[Begin DATASET ENTRIES]

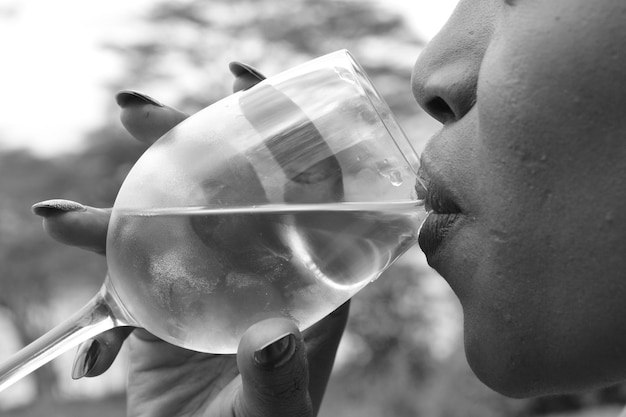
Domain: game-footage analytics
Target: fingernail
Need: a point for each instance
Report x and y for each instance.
(86, 358)
(239, 69)
(126, 98)
(277, 352)
(51, 208)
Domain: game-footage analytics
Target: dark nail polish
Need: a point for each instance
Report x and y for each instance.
(239, 69)
(127, 98)
(277, 352)
(86, 358)
(51, 208)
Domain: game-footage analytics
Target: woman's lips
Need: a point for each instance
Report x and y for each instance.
(434, 231)
(443, 214)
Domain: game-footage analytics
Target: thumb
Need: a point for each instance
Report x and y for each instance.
(274, 371)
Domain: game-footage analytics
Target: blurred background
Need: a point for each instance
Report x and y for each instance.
(60, 137)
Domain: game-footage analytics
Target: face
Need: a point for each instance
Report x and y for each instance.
(527, 183)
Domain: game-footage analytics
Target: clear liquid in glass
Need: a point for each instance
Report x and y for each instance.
(200, 276)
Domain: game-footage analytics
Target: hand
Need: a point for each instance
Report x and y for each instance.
(274, 372)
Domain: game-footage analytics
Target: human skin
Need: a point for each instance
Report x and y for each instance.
(532, 154)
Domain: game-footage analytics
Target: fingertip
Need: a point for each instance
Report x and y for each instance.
(245, 76)
(274, 369)
(270, 342)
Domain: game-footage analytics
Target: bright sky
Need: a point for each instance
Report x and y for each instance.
(53, 70)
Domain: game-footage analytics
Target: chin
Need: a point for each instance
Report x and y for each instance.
(504, 364)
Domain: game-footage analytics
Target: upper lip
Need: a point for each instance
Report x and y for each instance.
(438, 198)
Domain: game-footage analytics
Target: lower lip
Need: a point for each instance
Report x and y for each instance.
(434, 231)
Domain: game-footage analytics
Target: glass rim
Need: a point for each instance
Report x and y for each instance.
(386, 116)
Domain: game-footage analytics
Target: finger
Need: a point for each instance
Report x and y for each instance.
(74, 224)
(145, 118)
(96, 355)
(245, 76)
(322, 341)
(274, 371)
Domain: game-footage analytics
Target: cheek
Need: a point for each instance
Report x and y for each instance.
(551, 213)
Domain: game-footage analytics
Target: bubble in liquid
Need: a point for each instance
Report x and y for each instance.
(386, 169)
(396, 178)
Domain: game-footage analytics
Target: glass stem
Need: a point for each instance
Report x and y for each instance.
(101, 313)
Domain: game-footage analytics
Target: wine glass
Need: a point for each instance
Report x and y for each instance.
(282, 200)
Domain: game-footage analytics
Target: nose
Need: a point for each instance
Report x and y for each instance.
(445, 76)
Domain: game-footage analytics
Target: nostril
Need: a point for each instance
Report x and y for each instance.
(440, 110)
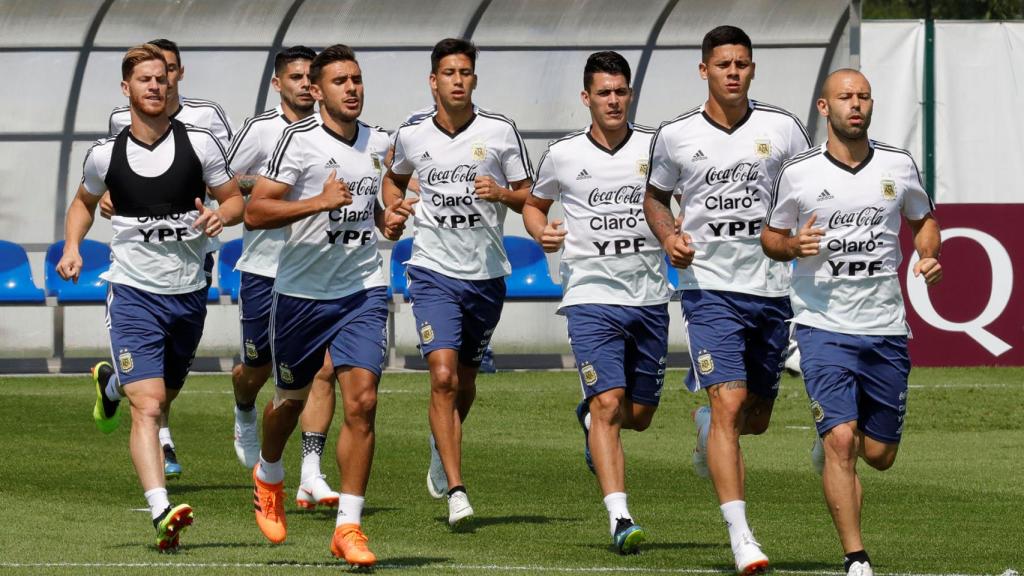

[End DATASET ENTRIES]

## [STATED PROBLEM]
Pick out each line in the records above that contains the word "liquid".

## [ANSWER TO THE EXERCISE]
Target: clear liquid in glass
Target: bubble in liquid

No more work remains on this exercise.